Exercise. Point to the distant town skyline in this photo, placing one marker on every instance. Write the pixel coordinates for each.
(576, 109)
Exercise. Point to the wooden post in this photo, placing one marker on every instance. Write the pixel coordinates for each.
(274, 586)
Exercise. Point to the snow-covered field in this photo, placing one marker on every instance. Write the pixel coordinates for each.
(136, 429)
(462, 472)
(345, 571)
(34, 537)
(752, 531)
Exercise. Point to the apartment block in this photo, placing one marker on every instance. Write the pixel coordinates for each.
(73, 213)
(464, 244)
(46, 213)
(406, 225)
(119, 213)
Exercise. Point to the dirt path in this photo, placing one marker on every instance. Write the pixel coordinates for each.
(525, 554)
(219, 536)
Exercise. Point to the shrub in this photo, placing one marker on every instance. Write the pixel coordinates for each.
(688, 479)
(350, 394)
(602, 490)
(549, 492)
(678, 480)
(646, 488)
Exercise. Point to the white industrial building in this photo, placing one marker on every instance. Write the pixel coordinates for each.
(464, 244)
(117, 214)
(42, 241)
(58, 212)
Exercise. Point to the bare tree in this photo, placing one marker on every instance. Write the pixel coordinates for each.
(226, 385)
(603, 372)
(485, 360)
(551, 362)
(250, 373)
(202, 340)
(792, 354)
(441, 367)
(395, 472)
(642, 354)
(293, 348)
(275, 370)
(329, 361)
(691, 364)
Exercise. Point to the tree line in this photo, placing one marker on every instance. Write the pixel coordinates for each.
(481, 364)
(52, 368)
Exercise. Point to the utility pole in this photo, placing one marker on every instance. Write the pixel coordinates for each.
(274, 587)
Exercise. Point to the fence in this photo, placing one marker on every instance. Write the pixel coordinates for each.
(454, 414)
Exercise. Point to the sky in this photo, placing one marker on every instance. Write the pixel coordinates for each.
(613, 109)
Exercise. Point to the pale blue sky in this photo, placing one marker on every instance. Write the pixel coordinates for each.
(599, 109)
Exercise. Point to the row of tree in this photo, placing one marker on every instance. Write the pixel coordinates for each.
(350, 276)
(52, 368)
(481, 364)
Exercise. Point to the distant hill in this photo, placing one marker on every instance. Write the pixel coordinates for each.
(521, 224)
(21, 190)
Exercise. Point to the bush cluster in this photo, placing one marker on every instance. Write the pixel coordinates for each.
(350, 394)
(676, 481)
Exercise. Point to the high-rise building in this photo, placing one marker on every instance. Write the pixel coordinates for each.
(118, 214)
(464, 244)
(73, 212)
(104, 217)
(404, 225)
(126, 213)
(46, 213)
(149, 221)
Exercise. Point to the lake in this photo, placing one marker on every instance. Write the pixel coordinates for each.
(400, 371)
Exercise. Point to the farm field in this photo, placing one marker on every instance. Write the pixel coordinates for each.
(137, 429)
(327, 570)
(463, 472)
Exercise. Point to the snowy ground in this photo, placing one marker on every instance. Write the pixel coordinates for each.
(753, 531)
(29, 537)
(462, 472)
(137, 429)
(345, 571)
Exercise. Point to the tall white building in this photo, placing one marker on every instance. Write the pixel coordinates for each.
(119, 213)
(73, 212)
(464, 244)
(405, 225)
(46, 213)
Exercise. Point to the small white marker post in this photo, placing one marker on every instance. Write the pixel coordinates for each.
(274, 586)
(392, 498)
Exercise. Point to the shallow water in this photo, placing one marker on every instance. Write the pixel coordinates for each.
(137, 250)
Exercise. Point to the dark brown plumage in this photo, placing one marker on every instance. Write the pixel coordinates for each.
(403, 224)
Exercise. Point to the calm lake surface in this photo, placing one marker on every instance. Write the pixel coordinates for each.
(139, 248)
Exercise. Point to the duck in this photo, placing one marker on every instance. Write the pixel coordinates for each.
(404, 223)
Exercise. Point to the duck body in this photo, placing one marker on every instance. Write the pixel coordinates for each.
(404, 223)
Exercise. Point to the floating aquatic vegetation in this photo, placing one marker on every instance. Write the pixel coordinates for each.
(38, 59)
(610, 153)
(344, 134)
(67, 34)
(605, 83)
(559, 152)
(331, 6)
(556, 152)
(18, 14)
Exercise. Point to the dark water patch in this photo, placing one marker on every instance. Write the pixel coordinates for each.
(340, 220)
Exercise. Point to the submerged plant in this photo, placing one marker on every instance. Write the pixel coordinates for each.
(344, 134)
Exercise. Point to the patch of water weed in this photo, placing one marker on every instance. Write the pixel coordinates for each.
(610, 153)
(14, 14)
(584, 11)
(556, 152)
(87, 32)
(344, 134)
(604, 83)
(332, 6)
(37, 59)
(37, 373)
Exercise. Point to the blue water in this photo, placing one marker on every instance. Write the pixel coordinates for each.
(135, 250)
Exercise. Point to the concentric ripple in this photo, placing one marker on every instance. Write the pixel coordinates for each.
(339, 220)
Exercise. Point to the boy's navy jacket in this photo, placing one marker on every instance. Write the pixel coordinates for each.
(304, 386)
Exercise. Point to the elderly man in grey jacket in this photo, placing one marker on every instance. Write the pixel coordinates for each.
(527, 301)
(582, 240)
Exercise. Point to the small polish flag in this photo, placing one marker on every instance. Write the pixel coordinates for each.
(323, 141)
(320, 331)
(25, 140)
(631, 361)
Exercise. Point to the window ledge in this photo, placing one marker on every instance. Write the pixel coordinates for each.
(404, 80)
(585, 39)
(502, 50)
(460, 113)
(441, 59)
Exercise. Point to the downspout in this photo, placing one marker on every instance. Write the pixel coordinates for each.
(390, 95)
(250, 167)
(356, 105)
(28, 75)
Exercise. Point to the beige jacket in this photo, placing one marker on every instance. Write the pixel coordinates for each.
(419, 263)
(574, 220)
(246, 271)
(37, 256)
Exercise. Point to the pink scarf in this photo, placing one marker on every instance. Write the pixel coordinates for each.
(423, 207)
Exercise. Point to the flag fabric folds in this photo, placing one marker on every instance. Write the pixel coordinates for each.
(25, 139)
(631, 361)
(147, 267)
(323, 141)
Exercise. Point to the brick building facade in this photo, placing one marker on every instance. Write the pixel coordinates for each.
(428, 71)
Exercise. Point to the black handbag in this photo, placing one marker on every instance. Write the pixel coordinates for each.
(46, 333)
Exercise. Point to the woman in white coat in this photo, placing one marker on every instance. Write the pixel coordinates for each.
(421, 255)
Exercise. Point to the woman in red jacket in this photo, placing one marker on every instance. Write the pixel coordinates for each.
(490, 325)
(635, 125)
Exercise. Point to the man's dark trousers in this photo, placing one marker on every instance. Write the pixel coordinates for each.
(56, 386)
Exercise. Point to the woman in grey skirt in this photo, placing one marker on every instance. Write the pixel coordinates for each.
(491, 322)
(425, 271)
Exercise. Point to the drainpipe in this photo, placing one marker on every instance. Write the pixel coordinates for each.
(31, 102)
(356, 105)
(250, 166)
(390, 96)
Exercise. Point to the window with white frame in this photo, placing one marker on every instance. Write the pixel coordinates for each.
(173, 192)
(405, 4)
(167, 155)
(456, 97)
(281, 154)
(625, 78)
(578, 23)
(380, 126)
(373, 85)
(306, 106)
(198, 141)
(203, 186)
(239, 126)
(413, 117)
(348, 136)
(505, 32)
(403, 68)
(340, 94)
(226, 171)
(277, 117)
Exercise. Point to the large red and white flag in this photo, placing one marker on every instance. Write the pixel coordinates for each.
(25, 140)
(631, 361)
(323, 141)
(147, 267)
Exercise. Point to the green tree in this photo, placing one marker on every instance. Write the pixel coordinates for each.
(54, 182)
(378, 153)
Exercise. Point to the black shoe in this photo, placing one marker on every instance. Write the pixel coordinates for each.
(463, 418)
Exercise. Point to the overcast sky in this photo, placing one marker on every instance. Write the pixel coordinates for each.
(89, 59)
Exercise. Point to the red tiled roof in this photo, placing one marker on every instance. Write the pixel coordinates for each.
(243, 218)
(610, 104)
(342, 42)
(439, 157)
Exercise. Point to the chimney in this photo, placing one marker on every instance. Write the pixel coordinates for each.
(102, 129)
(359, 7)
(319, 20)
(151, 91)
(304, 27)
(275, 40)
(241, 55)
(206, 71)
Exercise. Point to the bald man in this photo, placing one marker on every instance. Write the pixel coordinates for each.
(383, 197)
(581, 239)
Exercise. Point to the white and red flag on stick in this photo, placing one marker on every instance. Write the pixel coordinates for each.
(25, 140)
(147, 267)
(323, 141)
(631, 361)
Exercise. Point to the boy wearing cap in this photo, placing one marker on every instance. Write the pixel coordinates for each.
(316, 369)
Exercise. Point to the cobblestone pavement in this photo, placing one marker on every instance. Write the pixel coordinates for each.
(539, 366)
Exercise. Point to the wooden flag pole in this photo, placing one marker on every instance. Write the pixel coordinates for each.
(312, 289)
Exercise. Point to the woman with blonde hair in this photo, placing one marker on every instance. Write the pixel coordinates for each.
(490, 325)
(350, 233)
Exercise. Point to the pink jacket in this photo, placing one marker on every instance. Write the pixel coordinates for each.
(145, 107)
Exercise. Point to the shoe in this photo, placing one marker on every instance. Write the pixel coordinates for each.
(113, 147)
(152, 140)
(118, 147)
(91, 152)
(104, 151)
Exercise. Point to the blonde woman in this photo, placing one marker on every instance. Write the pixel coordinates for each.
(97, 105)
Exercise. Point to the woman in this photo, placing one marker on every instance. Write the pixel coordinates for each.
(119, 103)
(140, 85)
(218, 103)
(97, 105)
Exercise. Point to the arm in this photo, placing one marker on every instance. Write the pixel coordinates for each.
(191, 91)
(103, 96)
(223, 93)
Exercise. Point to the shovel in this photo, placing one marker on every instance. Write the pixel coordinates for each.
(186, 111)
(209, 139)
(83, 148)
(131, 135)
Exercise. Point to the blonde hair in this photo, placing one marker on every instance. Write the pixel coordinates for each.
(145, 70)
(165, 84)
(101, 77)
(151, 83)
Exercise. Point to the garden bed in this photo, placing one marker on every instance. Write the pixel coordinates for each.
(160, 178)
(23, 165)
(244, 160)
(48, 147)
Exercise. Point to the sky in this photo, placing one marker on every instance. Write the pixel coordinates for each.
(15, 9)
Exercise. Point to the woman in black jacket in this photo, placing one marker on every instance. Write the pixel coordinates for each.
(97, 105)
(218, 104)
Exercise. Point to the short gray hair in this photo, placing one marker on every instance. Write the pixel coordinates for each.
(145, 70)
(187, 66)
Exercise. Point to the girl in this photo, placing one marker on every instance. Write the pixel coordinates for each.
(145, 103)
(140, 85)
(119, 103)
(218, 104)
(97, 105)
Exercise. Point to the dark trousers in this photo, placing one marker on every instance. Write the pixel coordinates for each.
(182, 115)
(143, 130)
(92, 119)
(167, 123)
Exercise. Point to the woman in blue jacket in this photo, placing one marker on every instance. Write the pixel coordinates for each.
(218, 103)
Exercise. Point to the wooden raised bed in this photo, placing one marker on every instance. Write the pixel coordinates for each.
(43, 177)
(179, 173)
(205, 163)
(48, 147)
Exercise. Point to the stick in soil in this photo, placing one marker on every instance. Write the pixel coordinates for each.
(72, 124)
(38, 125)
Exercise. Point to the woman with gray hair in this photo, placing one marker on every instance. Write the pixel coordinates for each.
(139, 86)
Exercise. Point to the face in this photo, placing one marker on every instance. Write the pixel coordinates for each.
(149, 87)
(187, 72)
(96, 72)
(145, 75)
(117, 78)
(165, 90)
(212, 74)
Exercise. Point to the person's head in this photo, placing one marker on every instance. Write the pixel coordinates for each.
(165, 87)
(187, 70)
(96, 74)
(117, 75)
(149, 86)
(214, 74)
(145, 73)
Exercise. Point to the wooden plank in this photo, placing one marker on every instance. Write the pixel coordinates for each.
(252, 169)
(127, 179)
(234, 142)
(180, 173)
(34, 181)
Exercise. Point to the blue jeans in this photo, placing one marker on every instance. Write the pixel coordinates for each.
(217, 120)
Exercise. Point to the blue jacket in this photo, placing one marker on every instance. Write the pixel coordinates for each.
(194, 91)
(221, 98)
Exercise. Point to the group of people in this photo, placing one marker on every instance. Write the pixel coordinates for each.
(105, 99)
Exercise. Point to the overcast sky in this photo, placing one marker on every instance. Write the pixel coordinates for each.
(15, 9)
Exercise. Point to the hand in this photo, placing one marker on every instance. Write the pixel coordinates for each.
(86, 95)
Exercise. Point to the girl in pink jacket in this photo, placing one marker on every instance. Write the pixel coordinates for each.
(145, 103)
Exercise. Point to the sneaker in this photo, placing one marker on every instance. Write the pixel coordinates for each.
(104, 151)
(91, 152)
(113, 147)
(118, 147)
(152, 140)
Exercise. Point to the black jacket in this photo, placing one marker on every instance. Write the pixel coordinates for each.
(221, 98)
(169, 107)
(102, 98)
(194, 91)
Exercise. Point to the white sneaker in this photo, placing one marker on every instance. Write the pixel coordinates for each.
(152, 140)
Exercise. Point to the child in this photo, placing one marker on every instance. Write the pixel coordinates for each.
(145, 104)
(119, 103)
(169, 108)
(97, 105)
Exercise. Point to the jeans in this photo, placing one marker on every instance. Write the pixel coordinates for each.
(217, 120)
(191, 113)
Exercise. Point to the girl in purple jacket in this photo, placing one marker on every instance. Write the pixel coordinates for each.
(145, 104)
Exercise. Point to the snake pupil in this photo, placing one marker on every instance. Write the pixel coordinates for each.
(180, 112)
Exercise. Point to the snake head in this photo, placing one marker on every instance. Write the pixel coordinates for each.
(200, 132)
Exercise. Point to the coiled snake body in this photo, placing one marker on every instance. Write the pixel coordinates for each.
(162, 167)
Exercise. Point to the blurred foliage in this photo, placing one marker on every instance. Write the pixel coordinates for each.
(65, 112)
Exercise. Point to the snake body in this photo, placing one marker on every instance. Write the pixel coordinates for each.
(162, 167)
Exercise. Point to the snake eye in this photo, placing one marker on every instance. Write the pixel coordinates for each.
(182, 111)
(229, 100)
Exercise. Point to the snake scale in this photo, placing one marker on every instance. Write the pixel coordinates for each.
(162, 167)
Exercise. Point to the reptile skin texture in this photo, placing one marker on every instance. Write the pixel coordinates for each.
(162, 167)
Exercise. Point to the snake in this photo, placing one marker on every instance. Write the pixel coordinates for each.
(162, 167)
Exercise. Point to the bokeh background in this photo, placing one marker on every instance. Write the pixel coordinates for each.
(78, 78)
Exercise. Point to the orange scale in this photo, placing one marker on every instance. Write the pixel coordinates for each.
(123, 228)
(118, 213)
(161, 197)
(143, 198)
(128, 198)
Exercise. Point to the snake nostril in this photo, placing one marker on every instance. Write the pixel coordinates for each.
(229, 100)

___

Repeat, character for character, the lines from the one that holds "Exercise. Point to the child" to the final line of the material, inclusive, and no other lines.

Exercise. Point to the child in this photo, placing one marker on every instance. Write the pixel coordinates for each.
(145, 104)
(119, 103)
(169, 108)
(97, 105)
Exercise. Point to the jeans in this photo, placing one marker on every instance. Write the pixel coordinates for each.
(217, 120)
(191, 113)
Exercise. Point to the girl in purple jacket in this photo, placing one marker on every instance. Write the pixel coordinates for each.
(145, 104)
Exercise. Point to the snake pupil in this photo, placing one marker on every instance. Write the pixel coordinates for each.
(180, 112)
Exercise. Point to the snake head in this photo, placing one marker on every instance. Write the pixel coordinates for each.
(200, 132)
Exercise. Point to the coiled snake body in this photo, placing one marker on every instance. Write the pixel coordinates for each.
(162, 167)
Exercise. Point to the blurred foliage in this photo, placing one marker on every instance. Write the pixel coordinates for each.
(65, 112)
Exercise. Point to the snake body in this photo, placing one marker on every instance. Write the pixel coordinates for each.
(162, 167)
Exercise. Point to the snake eye in this photo, placing one marker on every instance. Write the pixel coordinates for each.
(182, 111)
(229, 100)
Exercise. Point to the snake scale in this photo, placing one marker on every instance. Write the pixel coordinates for each.
(162, 167)
Exercise. Point to the reptile skin texture in this photo, placing one marker on every instance. Write the pixel coordinates for each.
(162, 167)
Exercise. Point to the snake in this photo, placing one marker on every instance. Write the pixel coordinates for each.
(162, 167)
Exercise. Point to the bokeh background in this photo, placing one marker on every instance. Write the pixel coordinates for each.
(78, 78)
Exercise. Point to the orange scale in this photo, placing one marker on every instance. Write the pixel coordinates for each.
(123, 228)
(118, 213)
(161, 197)
(143, 198)
(128, 198)
Exercise. Point to the snake nostril in this photo, placing one marker on every instance. Write the pixel coordinates for each.
(229, 100)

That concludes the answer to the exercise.